SELECTED TEXT: Begin

Dr. Alix Dowling Fink, Dean of the Cormier Honors College and Associate Professor of biology at Longwood University, will deliver the closing plenary address of the 2016 SENCER Summer Institute. In the address, she will reflect on the insights and lessons learned during her many years of participation in the SENCER national “community of transformation” and how that participation has shaped her work on general education and the biology major at her institution, and catalyzed collaborations with informal education institutions. This year’s Institute will be held at Roosevelt University in Chicago, Illinois July 28 – August 1, 2016.
Alix’s role has involved fostering collaborative interdisciplinary projects across the university, working with faculty in the arts and sciences and partners in student affairs. With a colleague in physics, she developed an interdisciplinary, topic-driven general education science course that was selected as a SENCER model in 2007, The Power of Water. Longwood’s engagement with SENCER also generated a new capstone for the academic core. The course, Exploring Public Issues through Writing, is a transdisciplinary collaboration focused on the civic challenge of the stewardship of our public lands, with particular emphasis on Yellowstone National Park. In the course, which has been taught for 11 years, students approach a stewardship issue, such as managing invasive species, from the perspective of their experiences in general education and their major. In 2016, nearly 50 Longwood students will travel to Yellowstone as part of the program, and an additional 12 students will be partners in developing a new sister program in Alaska.
In addition to her work on general education, Alix has joined a departmental initiative to reframe the biology major curriculum to align with core principles of key STEM reform initiatives, including SENCER, AAAS’s Vision and Change, andBIO2010. Alix currently serves as Co-PI for a new NSF-funded project that will use the SENCER approach to structure an interdisciplinary learning community for chemistry, biology, physics, and environmental science majors. Alix was elected to the SENCER Leadership Fellows Program in 2009, and serves as a PULSE (Partnership for Undergraduate Life Sciences Education) Fellow.
Registration for the Institute is open now. Regular registration ($750 per person) will end on June 17. Beginning June 18, 2016, the late registration fee will be $800 per person.

SELECTED TEXT: End

■ **EXERCISE INSTRUCTIONS**:
A) According to the announcement, where will the 2016 SENCER Summer Institute be held?
B) List the majors that the announcement says the new NSF-funded learning community is for.
C) From the announcement, return the passage verbatim, beginning at the words "Dr. Alix Dowling" and stopping after the words "August 1, 2016.".

EXCERPTED DATA: Begin

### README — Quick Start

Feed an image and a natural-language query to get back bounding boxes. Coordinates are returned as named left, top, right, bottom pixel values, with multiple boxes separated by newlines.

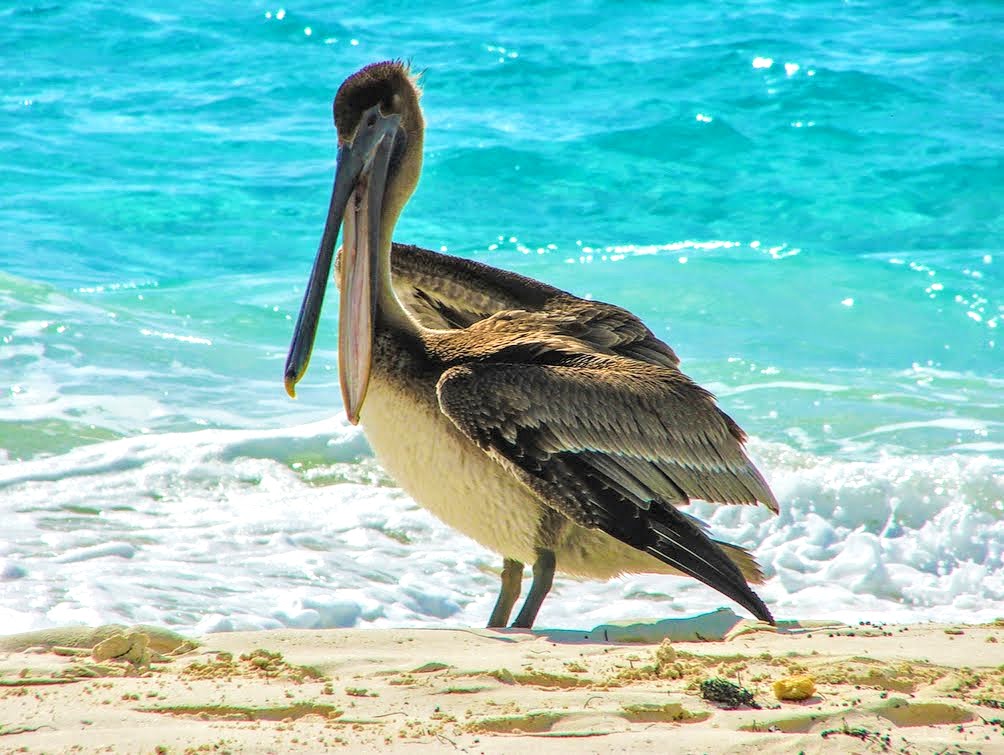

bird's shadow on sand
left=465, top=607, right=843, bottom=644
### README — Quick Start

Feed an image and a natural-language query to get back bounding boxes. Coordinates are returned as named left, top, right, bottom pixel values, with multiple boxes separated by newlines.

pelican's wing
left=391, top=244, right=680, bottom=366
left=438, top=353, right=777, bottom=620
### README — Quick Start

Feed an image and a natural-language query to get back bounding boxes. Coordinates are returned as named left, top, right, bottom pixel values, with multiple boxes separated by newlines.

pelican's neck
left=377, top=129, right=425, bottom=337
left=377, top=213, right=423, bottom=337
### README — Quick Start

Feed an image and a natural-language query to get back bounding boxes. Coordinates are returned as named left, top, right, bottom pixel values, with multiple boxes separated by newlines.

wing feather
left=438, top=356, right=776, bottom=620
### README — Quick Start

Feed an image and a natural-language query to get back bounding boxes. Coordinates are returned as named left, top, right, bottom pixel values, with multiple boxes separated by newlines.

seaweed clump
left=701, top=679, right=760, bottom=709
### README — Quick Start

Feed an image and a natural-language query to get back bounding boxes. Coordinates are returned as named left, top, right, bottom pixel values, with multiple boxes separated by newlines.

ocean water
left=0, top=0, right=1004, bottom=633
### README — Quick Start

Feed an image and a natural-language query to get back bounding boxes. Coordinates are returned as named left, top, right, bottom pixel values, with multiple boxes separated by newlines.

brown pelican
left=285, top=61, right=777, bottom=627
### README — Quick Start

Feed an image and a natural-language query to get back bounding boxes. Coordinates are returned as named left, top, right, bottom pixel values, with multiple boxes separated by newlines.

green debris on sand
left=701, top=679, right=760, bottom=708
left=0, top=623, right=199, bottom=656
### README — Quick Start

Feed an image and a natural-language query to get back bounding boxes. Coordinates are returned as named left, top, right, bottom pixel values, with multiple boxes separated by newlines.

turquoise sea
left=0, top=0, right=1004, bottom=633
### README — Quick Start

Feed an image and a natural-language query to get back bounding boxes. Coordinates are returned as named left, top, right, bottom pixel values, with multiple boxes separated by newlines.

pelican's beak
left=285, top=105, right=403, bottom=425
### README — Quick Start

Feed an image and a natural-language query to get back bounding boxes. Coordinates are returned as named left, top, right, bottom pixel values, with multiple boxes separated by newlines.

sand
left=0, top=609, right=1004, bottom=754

EXCERPTED DATA: End

■ **SOLUTIONS TO THE EXERCISE**:
A) At Roosevelt University in Chicago, Illinois.

B) Chemistry, biology, physics, and environmental science.

C)
Dr. Alix Dowling Fink, Dean of the Cormier Honors College and Associate Professor of biology at Longwood University, will deliver the closing plenary address of the 2016 SENCER Summer Institute. In the address, she will reflect on the insights and lessons learned during her many years of participation in the SENCER national “community of transformation” and how that participation has shaped her work on general education and the biology major at her institution, and catalyzed collaborations with informal education institutions. This year’s Institute will be held at Roosevelt University in Chicago, Illinois July 28 – August 1, 2016.